■ Task prompt
From the line containing "For every instance of the ceiling" onward to the last line of the data below, copy each line exactly and add nothing.

■ Excerpts from a dataset
# # # #
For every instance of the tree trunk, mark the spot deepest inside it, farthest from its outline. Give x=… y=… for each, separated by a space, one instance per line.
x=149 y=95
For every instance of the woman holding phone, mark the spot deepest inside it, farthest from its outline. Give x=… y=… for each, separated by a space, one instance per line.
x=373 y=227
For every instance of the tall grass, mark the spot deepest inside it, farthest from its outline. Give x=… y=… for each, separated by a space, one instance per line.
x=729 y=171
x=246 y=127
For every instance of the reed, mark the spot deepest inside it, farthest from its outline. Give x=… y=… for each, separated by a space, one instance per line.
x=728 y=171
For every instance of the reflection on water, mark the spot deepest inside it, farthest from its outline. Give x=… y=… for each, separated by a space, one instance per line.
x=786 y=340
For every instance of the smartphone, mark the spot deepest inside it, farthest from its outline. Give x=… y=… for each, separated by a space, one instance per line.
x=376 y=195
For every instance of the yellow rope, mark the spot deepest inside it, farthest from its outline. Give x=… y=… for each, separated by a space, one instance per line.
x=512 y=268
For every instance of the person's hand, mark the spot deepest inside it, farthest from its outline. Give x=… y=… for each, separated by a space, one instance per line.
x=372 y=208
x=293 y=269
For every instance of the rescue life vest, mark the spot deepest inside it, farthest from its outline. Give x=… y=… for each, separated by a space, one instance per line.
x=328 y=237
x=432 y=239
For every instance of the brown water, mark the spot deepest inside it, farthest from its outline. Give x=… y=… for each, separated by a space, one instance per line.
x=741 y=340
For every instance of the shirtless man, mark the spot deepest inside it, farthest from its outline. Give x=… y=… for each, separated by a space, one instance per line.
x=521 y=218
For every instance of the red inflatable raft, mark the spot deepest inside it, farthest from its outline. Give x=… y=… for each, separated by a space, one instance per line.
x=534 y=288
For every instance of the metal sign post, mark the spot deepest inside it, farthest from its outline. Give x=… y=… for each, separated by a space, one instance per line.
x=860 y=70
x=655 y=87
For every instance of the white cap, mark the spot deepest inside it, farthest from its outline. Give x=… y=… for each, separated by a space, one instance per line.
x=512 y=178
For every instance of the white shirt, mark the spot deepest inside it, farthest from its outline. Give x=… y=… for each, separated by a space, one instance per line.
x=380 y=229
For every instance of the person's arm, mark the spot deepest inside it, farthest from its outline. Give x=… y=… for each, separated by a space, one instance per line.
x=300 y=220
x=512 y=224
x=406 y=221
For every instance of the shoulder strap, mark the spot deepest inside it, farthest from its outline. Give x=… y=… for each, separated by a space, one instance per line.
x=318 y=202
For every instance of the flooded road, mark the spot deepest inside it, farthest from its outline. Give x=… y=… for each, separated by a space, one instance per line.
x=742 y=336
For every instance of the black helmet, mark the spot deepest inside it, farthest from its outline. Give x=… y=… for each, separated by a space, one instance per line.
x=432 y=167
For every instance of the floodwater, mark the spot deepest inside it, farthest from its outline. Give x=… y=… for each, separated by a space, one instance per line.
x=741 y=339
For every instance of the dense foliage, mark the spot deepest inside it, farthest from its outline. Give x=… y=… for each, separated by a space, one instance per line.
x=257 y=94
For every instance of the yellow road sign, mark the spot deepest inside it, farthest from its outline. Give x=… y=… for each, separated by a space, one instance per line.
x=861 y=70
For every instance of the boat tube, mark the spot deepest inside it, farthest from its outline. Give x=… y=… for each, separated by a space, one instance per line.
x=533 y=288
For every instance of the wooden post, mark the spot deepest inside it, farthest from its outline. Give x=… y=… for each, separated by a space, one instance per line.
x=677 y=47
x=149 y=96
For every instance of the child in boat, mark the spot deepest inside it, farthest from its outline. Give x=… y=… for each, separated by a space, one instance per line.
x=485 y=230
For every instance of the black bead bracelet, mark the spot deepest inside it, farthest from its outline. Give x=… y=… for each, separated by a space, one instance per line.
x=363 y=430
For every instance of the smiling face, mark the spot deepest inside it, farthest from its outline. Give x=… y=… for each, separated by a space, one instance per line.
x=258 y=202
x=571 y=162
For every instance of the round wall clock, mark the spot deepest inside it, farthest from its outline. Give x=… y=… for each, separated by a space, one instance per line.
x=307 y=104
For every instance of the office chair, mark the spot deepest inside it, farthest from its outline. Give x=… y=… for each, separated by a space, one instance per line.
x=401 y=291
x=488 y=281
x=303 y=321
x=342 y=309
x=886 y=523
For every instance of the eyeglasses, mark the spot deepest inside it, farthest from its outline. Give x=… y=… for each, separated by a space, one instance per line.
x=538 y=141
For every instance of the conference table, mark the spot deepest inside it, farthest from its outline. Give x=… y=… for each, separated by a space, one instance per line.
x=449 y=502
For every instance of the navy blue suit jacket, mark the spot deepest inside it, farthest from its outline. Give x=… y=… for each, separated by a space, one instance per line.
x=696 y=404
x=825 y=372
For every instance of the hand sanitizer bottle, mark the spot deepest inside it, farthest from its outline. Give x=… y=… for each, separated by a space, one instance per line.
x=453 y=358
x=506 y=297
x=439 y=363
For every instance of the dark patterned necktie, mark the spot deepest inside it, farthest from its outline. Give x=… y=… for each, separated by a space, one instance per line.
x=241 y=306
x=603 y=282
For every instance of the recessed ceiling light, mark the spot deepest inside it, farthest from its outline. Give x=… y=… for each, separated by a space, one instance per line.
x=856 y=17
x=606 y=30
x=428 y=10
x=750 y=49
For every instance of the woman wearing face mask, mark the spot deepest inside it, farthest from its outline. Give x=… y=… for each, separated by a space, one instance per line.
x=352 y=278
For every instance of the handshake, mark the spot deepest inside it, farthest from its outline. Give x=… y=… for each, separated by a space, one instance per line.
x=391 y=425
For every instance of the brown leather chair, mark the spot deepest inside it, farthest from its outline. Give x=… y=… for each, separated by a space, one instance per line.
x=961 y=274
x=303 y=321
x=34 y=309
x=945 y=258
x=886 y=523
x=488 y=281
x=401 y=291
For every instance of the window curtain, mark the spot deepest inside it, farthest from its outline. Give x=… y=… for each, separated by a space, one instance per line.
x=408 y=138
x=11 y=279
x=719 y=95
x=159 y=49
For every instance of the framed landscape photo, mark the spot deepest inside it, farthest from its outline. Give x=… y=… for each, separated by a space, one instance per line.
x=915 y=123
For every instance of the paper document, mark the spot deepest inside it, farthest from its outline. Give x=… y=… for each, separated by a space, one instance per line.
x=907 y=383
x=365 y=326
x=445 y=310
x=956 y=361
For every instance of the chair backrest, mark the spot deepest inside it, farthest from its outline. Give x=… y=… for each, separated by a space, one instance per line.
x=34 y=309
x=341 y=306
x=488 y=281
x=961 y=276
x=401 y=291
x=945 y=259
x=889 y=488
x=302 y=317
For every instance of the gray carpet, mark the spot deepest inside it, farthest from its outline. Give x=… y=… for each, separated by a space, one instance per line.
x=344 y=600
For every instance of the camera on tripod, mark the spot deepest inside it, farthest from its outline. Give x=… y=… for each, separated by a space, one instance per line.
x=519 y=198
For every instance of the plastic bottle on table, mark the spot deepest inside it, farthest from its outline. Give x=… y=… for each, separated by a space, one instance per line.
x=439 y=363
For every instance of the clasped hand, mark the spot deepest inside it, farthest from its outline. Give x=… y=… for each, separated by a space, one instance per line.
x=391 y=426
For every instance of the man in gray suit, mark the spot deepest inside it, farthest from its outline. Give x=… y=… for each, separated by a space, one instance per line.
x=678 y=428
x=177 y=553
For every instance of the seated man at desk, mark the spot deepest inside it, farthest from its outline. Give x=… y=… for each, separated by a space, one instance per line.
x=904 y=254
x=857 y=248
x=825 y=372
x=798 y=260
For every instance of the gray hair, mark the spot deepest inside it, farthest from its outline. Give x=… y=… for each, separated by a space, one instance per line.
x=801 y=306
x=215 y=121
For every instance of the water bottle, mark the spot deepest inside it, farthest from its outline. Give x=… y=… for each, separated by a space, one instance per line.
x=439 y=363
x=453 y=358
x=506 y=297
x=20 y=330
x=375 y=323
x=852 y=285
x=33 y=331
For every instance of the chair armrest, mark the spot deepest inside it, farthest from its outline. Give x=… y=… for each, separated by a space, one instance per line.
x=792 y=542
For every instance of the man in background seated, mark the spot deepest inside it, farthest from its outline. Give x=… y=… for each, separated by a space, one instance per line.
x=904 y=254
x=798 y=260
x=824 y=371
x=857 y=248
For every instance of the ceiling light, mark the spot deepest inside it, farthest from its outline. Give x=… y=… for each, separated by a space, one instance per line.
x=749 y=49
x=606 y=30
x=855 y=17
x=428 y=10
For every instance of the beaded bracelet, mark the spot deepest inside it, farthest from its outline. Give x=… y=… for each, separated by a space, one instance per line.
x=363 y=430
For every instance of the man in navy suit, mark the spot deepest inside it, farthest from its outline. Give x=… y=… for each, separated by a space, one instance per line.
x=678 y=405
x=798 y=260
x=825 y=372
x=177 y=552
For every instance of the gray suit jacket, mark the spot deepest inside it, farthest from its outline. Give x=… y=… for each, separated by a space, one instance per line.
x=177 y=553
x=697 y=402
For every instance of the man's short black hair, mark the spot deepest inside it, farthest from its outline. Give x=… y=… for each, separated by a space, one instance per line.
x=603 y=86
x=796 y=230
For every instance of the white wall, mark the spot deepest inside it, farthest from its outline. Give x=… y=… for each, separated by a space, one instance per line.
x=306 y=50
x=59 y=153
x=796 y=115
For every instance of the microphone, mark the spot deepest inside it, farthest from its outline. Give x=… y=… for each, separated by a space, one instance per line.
# # # #
■ Written solution
For every instance of the ceiling light, mark the spot deepest inside it, farthest from its outline. Give x=… y=… for each, separated by a space, one instance per line.
x=749 y=49
x=606 y=30
x=855 y=17
x=428 y=10
For every instance of the beaded bracelet, mark the spot deepest inside it, farthest from its outline. Give x=… y=… for each, separated by a space, one instance per line.
x=363 y=430
For every instance of the man in navy suit, mark the spot deepest inside it, farthest from its outline. Give x=… y=… for each, separated by a space, one instance per line.
x=678 y=405
x=798 y=260
x=825 y=372
x=177 y=552
For every instance of the gray suit jacket, mark the spot deepest inside it, farthest from its outline. Give x=… y=… for each, separated by a space, one instance per line.
x=177 y=553
x=697 y=402
For every instance of the man's short black hair, mark the spot deepest inside it, farthest from its outline. Give x=… y=… for each, separated by a space, one instance per line.
x=603 y=86
x=796 y=230
For every instance of the white wall, mark the spot deepest inside it, farthest from its outline. Give x=… y=… for each, separated by a space, one instance per line.
x=306 y=50
x=59 y=153
x=796 y=115
For every instance of the microphone, mark the spot deepest inside it, farthest from its outline. Give x=… y=… for each, separated by a space, one instance per line.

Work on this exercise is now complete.